Text-to-region grounding data.

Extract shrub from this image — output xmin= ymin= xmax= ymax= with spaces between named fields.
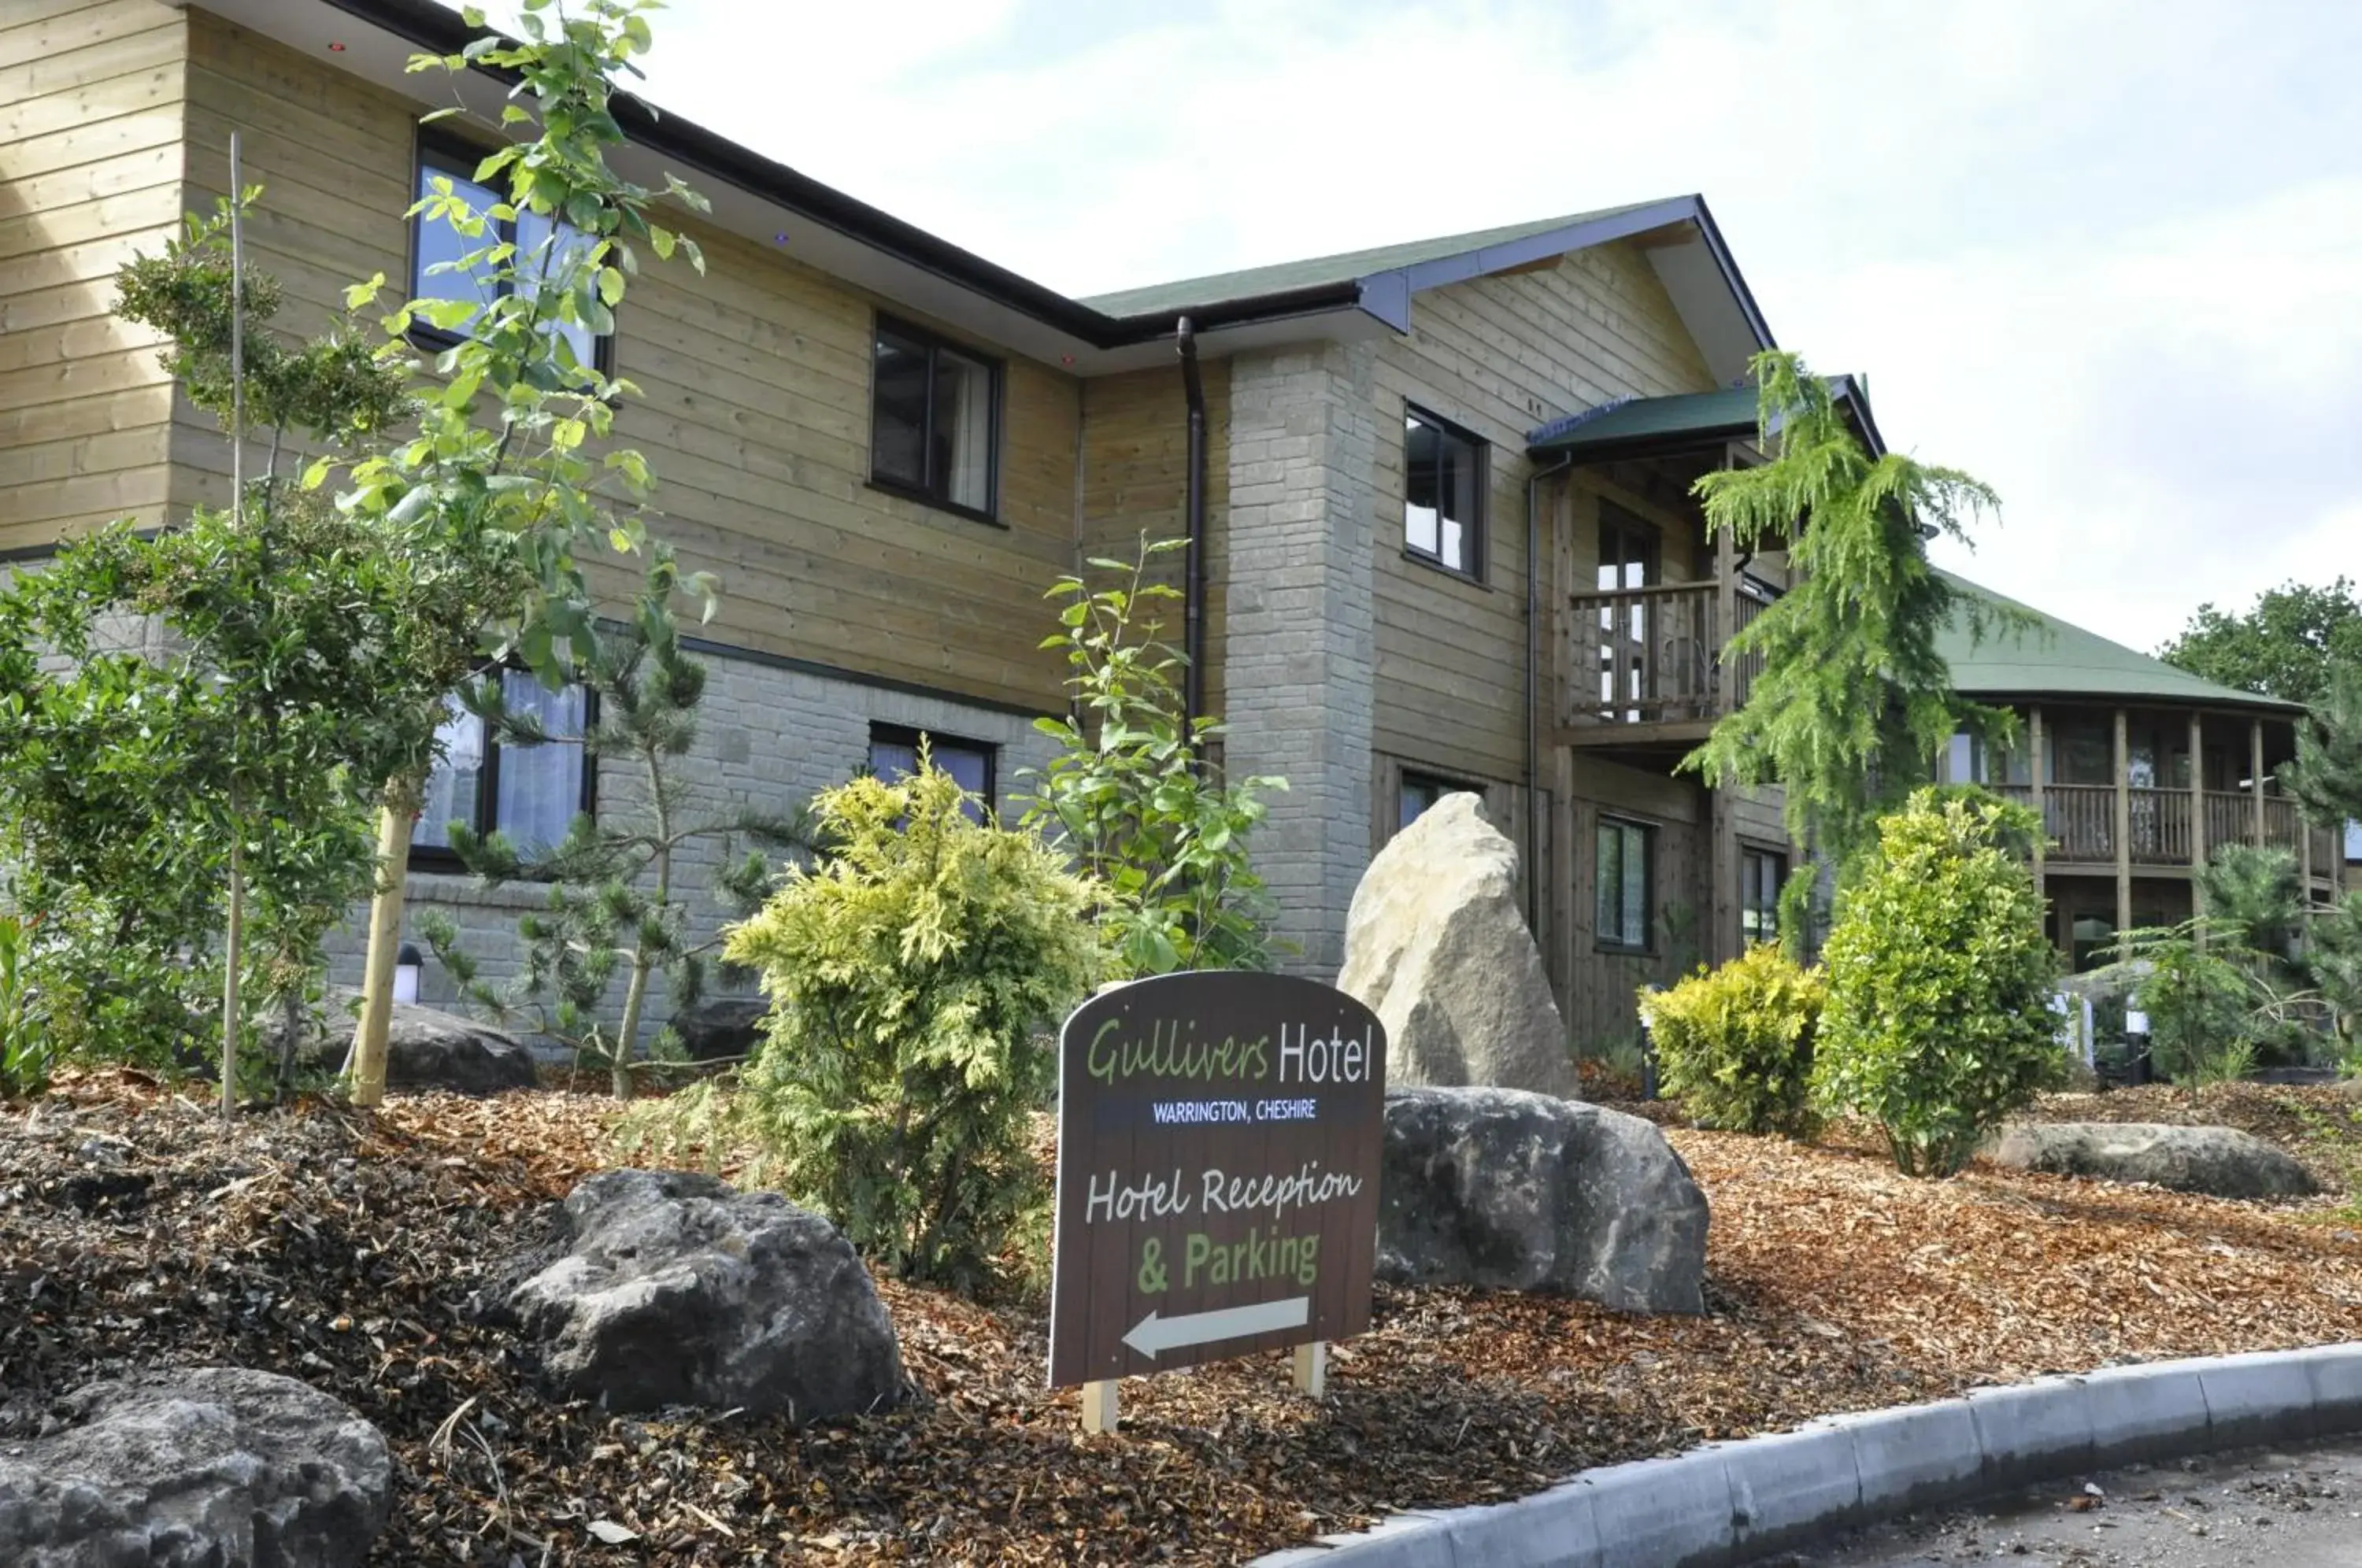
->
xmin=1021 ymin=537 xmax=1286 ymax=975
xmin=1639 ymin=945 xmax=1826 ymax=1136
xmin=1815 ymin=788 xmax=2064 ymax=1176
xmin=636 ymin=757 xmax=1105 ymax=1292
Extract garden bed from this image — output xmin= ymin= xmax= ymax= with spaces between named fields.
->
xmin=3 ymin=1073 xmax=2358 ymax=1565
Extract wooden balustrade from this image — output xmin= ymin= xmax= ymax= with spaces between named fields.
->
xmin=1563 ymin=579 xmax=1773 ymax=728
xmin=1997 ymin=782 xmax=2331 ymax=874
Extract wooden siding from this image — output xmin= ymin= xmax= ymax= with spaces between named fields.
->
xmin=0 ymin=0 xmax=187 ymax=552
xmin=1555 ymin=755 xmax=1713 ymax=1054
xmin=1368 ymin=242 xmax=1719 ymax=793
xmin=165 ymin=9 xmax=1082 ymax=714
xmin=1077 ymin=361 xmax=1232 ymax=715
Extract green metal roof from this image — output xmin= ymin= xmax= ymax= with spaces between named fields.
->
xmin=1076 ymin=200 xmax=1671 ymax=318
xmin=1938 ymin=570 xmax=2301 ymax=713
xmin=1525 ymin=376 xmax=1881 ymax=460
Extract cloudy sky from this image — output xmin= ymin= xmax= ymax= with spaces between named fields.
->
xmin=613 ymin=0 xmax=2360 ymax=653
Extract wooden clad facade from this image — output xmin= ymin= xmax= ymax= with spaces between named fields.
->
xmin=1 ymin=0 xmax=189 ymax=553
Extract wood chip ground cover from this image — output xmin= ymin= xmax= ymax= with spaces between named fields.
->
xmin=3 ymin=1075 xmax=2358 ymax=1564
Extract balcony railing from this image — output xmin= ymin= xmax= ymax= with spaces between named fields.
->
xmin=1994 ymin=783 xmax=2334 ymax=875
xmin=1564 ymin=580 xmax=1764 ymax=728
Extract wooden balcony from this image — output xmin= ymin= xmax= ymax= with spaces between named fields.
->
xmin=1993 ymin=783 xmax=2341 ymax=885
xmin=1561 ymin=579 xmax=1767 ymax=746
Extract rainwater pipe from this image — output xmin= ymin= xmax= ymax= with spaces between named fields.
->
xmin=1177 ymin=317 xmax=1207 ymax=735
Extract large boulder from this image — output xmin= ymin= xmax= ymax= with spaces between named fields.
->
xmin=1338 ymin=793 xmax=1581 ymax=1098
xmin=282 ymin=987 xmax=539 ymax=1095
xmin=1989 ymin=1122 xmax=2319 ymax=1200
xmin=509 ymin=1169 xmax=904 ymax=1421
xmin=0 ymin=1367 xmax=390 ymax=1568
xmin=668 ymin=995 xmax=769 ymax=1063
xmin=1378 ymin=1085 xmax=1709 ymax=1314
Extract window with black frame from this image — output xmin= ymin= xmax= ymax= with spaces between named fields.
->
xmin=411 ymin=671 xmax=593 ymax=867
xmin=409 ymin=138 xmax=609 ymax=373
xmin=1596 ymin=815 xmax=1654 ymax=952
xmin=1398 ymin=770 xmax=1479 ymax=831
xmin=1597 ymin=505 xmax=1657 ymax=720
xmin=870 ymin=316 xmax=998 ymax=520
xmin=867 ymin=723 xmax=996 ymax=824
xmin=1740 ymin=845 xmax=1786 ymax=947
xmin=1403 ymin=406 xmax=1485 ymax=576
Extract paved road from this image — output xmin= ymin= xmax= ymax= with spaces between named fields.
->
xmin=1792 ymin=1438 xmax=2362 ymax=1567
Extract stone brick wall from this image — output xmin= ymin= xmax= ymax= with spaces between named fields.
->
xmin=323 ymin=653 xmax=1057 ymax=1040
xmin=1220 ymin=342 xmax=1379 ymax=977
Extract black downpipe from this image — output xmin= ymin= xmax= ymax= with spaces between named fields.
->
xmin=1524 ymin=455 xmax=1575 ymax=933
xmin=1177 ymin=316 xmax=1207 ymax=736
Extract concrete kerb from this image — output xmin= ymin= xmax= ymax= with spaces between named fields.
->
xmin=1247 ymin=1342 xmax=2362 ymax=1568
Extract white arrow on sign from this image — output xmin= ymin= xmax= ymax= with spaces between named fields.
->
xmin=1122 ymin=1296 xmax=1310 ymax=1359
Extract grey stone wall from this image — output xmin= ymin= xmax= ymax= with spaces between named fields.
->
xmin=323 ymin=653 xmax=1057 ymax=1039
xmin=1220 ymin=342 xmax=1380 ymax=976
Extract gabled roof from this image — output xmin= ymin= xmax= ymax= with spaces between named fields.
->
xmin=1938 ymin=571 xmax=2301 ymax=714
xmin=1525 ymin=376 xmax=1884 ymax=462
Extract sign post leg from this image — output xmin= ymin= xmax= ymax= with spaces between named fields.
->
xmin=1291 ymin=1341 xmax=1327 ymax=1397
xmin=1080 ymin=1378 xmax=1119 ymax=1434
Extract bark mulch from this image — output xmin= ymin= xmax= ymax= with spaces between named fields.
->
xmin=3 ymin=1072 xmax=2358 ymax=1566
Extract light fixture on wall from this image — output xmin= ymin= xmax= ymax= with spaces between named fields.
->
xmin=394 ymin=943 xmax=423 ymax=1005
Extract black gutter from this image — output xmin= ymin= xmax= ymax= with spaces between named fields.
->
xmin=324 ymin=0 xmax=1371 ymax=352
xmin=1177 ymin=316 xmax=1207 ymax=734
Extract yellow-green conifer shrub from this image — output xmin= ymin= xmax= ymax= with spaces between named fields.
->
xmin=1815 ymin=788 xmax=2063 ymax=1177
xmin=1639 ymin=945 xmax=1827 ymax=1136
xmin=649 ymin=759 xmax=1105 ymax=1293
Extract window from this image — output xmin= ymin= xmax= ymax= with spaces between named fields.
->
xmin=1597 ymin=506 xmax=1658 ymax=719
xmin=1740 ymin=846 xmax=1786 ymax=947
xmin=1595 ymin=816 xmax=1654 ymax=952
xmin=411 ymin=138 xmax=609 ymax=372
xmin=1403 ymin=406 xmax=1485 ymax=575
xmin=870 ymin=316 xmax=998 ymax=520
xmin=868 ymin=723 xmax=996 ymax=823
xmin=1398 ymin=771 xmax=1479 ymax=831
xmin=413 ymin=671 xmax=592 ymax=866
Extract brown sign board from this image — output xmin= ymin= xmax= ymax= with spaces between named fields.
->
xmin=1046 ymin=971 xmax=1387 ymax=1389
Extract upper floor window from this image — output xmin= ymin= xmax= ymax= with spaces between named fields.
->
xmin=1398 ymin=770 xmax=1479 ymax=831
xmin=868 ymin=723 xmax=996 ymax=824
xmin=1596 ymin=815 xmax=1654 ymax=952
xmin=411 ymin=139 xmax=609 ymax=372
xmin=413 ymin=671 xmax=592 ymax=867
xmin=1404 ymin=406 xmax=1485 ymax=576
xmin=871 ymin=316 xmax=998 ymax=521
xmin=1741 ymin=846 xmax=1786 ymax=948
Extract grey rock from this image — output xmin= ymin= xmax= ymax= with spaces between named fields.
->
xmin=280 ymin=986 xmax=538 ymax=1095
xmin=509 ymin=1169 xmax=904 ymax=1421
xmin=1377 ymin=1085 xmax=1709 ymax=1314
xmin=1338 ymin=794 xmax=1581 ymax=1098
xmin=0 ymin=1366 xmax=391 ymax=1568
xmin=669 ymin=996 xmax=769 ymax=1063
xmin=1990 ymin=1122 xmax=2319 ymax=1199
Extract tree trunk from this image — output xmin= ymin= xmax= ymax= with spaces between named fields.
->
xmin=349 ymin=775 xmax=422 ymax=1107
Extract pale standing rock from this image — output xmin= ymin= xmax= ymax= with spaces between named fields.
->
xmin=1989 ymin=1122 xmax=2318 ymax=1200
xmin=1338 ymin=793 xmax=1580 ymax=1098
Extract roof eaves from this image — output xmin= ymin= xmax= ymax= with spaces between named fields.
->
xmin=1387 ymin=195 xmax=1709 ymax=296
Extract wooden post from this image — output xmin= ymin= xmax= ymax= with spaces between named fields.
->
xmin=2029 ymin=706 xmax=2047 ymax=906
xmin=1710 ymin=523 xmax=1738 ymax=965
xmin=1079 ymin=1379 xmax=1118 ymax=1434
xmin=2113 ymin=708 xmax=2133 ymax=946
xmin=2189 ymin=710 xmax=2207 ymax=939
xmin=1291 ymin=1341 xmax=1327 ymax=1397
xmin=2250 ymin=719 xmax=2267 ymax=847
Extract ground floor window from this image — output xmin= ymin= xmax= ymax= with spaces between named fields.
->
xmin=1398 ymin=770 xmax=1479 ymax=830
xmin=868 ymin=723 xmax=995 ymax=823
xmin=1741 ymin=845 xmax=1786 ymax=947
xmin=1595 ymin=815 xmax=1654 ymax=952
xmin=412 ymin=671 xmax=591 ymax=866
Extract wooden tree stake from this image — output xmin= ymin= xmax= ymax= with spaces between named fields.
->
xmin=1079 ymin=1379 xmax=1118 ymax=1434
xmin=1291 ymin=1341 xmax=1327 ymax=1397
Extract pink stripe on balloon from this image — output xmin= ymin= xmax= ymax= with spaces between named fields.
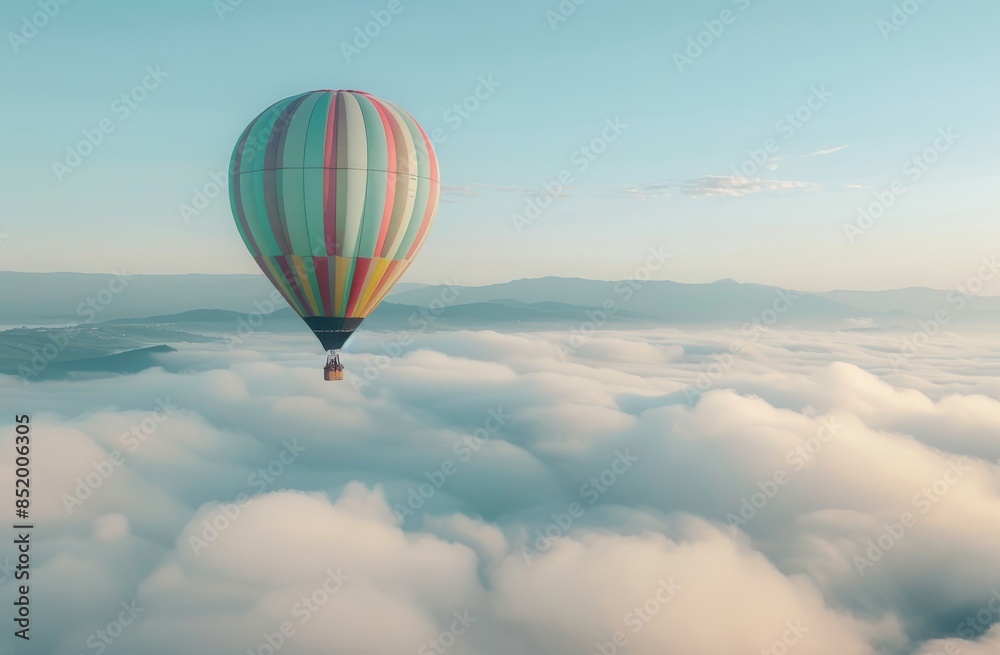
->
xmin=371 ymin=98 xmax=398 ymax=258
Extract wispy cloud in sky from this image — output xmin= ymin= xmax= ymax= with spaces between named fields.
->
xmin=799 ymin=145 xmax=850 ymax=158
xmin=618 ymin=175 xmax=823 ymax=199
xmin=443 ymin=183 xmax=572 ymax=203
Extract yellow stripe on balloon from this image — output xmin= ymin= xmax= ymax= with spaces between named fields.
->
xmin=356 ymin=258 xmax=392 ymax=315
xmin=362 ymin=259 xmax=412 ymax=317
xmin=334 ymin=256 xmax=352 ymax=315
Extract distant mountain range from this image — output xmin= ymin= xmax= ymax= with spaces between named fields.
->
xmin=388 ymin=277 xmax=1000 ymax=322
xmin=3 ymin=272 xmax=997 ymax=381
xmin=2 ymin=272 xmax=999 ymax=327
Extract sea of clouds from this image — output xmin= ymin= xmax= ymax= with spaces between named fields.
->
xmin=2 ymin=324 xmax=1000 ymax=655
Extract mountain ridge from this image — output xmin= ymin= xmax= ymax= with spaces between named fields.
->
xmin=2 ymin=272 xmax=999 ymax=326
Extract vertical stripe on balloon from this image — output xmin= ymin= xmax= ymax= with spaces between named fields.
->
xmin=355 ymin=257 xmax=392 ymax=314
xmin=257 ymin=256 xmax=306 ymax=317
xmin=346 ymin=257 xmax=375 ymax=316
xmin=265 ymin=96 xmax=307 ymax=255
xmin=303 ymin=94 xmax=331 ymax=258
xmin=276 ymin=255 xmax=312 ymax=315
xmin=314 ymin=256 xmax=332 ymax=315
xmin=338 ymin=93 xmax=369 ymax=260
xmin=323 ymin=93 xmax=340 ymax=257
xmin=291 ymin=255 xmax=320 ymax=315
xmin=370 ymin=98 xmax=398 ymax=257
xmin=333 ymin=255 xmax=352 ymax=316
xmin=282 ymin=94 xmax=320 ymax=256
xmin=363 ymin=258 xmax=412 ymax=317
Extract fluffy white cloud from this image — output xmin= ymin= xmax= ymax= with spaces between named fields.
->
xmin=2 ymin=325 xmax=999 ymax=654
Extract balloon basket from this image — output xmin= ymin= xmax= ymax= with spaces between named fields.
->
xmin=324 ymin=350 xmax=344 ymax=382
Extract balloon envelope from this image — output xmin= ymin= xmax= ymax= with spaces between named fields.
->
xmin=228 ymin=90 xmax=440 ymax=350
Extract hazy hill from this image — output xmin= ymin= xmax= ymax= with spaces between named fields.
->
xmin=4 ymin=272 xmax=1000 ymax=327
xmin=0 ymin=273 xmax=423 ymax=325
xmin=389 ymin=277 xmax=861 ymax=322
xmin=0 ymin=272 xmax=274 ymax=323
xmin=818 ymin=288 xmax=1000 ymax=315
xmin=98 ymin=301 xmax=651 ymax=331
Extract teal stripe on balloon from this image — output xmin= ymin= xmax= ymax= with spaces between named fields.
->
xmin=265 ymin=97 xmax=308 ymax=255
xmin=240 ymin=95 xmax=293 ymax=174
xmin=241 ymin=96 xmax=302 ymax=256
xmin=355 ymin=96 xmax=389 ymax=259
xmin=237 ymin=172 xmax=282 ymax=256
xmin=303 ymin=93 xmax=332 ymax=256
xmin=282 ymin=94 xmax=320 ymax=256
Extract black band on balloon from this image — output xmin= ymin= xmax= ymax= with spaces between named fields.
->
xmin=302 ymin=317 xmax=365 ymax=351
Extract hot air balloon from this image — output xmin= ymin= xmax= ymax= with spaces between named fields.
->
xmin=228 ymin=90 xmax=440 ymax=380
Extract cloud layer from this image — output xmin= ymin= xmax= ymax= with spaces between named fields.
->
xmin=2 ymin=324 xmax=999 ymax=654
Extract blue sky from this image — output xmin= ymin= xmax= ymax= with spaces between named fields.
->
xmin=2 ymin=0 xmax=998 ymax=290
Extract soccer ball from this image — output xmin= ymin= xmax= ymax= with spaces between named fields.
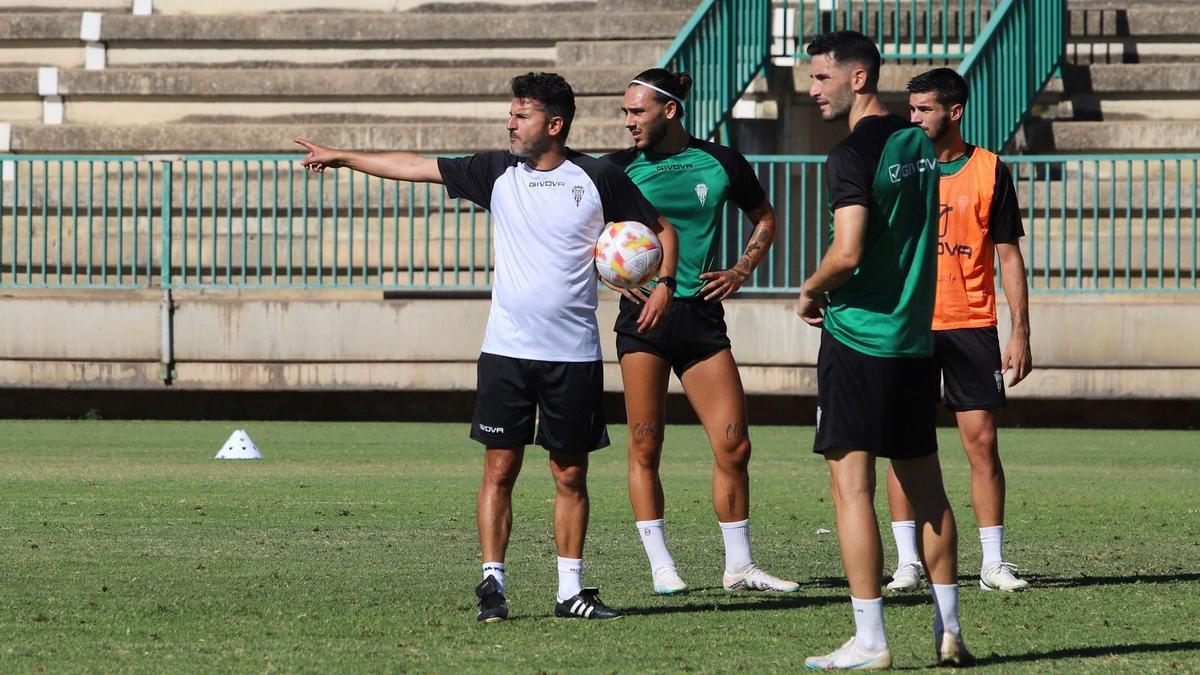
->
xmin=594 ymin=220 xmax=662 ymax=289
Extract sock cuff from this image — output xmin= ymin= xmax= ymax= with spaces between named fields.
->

How to complete this task.
Note how many lines of the entries contain the string "post", then give that number by itself.

Exercise output.
2